Dataset

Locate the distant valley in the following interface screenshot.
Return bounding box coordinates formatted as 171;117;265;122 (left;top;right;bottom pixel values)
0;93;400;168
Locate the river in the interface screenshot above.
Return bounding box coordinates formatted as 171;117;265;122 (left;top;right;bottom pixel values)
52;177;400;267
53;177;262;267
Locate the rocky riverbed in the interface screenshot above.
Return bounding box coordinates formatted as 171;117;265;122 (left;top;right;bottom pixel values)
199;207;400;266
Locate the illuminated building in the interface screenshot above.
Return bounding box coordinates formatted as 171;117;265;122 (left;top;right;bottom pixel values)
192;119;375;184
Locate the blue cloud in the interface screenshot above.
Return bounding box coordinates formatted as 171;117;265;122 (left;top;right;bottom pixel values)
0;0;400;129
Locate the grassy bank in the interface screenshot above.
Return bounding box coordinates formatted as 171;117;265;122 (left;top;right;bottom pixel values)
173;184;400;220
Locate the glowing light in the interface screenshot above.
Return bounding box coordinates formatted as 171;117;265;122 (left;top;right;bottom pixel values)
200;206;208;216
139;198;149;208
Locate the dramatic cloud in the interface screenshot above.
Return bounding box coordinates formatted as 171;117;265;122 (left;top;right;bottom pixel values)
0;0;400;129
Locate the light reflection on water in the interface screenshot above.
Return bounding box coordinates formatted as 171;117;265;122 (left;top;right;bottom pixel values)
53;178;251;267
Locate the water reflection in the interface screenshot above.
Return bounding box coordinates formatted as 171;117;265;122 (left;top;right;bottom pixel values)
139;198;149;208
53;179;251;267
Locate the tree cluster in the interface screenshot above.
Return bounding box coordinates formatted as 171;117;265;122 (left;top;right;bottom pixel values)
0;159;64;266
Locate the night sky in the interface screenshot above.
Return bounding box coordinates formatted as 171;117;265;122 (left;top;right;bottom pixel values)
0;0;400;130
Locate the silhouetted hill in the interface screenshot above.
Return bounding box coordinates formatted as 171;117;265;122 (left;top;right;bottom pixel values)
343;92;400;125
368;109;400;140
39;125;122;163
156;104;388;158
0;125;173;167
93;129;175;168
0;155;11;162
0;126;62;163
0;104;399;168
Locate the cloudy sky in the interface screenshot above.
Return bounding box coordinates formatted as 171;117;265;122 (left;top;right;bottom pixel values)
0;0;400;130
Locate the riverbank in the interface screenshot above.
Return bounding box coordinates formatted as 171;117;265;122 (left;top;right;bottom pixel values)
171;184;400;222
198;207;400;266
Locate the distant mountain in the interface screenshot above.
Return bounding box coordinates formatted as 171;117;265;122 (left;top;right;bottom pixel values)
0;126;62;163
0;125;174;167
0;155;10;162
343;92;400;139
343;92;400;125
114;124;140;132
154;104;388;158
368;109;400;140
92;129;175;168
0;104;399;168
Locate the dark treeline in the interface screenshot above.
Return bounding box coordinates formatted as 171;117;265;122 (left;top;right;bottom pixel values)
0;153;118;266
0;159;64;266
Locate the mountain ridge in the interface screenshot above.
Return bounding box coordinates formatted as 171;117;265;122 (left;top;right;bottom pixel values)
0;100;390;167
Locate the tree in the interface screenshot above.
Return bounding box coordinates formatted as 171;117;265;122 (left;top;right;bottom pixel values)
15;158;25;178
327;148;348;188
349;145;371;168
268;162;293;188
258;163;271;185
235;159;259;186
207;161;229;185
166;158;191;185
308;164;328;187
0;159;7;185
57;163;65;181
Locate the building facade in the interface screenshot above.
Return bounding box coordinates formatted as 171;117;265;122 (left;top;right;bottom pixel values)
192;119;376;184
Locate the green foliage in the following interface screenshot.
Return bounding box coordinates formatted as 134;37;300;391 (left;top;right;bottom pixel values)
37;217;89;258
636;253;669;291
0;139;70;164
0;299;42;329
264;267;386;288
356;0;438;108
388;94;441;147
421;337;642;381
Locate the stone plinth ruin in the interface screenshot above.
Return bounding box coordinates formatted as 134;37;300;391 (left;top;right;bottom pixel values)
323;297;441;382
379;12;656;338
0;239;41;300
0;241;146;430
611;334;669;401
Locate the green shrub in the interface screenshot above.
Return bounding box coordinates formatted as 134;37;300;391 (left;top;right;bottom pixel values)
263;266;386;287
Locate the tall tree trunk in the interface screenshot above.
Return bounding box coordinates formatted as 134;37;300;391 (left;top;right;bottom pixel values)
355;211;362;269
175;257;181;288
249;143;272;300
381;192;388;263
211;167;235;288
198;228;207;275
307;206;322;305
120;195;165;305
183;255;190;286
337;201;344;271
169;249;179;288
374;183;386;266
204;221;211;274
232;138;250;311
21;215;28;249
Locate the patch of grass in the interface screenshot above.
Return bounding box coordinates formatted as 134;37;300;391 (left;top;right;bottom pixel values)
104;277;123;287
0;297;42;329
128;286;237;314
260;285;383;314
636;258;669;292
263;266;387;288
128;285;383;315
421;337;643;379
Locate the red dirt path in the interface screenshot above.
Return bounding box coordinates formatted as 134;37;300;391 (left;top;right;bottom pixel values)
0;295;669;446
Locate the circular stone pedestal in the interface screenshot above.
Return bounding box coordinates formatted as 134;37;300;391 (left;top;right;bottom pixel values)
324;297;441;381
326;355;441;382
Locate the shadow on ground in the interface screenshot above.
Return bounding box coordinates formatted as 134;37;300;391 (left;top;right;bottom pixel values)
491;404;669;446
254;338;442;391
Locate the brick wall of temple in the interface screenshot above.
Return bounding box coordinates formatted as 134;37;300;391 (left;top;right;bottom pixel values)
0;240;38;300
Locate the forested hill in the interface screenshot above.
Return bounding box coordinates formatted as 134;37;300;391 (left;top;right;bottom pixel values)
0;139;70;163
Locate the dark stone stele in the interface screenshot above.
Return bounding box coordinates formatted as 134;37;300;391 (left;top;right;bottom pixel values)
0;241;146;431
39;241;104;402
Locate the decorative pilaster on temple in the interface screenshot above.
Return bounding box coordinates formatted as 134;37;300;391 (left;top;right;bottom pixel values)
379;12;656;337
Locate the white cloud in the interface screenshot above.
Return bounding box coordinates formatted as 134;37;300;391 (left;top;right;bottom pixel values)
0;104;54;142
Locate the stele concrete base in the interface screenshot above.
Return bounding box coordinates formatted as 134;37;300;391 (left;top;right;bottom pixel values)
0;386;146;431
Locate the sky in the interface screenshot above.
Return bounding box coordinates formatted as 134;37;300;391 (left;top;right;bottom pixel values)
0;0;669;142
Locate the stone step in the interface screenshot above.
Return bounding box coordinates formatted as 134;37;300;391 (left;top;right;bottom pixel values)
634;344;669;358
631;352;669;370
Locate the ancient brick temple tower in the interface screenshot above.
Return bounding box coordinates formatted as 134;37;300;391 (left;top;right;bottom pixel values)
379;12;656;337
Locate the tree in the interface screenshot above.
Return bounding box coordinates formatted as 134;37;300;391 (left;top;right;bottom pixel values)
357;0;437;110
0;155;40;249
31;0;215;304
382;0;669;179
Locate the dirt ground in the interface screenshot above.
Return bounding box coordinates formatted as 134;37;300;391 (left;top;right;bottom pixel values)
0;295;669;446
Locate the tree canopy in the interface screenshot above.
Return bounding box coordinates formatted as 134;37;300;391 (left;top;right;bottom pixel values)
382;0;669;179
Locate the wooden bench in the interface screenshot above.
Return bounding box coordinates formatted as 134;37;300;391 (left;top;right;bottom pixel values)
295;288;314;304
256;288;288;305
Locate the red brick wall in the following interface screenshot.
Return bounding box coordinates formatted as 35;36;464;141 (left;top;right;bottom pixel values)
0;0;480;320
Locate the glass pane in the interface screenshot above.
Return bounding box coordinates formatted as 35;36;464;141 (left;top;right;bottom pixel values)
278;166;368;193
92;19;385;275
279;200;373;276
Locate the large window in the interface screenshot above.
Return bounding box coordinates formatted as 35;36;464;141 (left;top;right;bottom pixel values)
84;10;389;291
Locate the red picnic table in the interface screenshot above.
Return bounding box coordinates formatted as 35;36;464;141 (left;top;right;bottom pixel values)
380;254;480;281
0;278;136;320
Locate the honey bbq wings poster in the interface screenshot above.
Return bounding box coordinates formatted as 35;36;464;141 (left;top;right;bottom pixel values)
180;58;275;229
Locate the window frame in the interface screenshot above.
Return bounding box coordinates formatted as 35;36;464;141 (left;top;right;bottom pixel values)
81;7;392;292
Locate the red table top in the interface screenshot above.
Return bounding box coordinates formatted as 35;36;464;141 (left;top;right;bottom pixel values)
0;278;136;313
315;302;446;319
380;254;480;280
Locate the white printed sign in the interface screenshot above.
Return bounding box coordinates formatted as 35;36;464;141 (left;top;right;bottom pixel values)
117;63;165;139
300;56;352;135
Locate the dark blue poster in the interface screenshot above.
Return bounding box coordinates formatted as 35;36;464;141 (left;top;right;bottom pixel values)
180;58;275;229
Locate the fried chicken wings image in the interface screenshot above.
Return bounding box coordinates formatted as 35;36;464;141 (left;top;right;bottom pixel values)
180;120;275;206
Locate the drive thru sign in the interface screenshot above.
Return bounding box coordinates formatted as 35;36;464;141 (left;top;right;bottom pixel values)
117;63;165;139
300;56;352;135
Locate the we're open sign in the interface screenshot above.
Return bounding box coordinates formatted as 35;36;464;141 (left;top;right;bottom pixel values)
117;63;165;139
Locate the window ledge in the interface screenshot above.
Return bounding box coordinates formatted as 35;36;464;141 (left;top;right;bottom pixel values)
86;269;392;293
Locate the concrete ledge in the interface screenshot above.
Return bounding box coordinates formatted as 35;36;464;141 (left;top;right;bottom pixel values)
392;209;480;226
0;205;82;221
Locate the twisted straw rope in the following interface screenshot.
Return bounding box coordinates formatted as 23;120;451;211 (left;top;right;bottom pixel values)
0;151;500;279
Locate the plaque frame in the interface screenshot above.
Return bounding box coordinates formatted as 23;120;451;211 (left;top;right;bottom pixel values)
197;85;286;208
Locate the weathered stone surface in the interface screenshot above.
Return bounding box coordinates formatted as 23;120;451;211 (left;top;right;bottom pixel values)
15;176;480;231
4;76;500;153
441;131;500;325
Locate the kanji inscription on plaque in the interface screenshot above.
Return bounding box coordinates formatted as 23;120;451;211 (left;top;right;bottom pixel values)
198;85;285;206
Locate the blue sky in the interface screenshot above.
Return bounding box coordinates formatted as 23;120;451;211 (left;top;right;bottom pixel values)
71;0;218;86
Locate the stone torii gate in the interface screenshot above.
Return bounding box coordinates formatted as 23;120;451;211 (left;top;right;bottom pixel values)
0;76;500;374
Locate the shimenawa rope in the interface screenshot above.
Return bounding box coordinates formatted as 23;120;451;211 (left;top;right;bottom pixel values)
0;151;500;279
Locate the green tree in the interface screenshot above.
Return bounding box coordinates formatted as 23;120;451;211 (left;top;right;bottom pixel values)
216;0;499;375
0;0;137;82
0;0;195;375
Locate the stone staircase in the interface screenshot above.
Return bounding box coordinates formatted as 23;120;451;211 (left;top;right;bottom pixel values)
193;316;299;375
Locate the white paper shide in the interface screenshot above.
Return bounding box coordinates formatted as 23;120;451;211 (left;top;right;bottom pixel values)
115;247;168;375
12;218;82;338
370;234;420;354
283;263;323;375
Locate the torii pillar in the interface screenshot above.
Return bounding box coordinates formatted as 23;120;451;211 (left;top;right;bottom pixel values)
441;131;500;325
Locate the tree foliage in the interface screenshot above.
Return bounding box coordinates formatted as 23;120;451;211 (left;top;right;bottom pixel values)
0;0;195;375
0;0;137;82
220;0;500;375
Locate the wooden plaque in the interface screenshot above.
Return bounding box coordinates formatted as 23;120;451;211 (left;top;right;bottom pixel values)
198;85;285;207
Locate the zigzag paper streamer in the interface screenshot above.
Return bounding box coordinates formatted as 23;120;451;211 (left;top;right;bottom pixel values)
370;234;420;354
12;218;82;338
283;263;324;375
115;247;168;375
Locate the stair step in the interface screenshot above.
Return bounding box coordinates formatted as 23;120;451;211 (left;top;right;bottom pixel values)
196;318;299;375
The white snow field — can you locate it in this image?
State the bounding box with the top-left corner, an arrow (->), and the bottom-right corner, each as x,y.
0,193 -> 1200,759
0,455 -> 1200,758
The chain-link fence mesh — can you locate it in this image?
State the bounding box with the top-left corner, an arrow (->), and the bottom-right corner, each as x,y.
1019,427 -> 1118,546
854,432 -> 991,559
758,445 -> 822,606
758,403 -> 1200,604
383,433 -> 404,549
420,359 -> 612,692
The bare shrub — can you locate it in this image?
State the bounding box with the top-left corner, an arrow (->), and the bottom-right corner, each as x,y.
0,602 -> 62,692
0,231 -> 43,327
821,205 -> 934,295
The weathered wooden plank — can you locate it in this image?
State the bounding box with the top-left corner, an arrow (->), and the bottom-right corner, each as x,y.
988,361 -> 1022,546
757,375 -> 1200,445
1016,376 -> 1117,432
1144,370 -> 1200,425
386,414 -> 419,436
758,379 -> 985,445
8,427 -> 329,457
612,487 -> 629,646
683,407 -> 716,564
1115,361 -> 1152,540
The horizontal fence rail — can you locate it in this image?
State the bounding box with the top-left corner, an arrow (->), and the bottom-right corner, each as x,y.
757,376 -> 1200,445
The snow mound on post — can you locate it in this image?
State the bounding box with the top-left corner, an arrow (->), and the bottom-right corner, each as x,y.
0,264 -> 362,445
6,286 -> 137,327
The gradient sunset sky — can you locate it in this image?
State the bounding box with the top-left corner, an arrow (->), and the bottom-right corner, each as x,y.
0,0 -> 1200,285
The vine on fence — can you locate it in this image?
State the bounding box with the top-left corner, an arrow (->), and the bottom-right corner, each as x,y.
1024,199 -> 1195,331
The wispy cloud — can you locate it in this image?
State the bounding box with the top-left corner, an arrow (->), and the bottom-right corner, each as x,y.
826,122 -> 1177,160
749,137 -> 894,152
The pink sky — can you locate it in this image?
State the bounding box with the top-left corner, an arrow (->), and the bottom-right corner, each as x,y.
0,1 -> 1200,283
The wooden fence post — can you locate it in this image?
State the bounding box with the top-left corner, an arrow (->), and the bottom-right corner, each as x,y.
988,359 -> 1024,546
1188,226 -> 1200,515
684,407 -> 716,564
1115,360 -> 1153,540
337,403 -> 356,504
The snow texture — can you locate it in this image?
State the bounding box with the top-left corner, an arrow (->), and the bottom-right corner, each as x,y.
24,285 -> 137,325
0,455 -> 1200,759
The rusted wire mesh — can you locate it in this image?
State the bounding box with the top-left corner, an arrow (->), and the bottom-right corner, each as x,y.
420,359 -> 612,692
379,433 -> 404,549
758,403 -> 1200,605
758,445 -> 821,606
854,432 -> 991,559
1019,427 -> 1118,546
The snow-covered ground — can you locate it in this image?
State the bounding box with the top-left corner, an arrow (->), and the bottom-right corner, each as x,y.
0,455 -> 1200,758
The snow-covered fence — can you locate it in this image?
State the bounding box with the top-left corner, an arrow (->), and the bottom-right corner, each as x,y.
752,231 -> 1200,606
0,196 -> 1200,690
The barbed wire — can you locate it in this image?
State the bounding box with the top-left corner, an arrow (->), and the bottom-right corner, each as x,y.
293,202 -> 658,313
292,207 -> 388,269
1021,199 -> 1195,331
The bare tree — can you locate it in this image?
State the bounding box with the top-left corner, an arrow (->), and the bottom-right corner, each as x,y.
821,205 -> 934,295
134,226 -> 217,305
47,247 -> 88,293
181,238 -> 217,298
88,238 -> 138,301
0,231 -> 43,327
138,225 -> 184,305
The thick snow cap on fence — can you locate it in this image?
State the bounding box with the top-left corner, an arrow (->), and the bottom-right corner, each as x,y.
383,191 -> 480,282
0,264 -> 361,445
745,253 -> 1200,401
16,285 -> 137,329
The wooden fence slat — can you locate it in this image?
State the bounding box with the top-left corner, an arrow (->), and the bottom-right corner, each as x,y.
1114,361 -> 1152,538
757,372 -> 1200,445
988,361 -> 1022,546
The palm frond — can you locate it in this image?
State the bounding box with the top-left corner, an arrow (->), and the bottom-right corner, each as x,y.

Written problem
Output the lines of the entries above as a JSON list of strings, one string per line with blank lines left out. Begin with the line that contains "Locate the stele" and continue through the line that contains "0;278;136;320".

Correct result
[
  "Locate the stele concrete base in the interface screenshot above.",
  "Return bounding box coordinates formatted as 134;37;300;391 (left;top;right;bottom pixel values)",
  "0;386;146;431",
  "Locate the sky in the interface screenshot above.",
  "Return bounding box coordinates formatted as 134;37;300;391 (left;top;right;bottom pixel values)",
  "0;0;669;142",
  "Locate the stone step in the interface screenshot above.",
  "Return bounding box coordinates formatted as 134;37;300;391 (left;top;right;bottom pixel values)",
  "634;344;669;358",
  "631;352;669;370",
  "Locate the ancient brick temple tower in the interface screenshot above.",
  "Return bounding box coordinates formatted as 134;37;300;391 (left;top;right;bottom pixel values)",
  "379;12;656;337",
  "Locate the tree in the interface screenshot above.",
  "Return bounding box coordinates formatted as 134;37;300;391 (left;top;right;bottom pixel values)",
  "357;0;437;110",
  "0;155;40;249",
  "31;0;215;304",
  "382;0;669;179",
  "Locate the dirt ground in the interface screenshot above.",
  "Return bounding box coordinates formatted as 134;37;300;391 (left;top;right;bottom pixel values)",
  "0;295;669;446",
  "Locate the tree canopy in the interface screenshot above.",
  "Return bounding box coordinates formatted as 134;37;300;391 (left;top;right;bottom pixel values)",
  "382;0;669;179",
  "Locate the wooden bench in the interface screenshot above.",
  "Return bounding box coordinates formatted as 134;37;300;391 (left;top;right;bottom pixel values)",
  "295;288;314;304",
  "256;288;288;305",
  "Locate the red brick wall in the following interface screenshot.",
  "Return bounding box coordinates formatted as 35;36;464;141 (left;top;right;bottom pixel values)",
  "0;0;480;320",
  "Locate the glass pane in the interface screenshot above.",
  "Return bounding box coordinates formatted as 35;36;464;141 (left;top;right;bottom pixel values)",
  "278;166;368;193",
  "92;19;385;275",
  "279;200;373;276",
  "Locate the large window in the interface screenshot above.",
  "Return bounding box coordinates formatted as 35;36;464;141 (left;top;right;bottom pixel values)",
  "84;10;389;291",
  "Locate the red picnic table in the interface screenshot above.",
  "Return bounding box coordinates formatted as 35;36;464;141 (left;top;right;bottom pixel values)",
  "380;254;480;281",
  "0;278;136;320"
]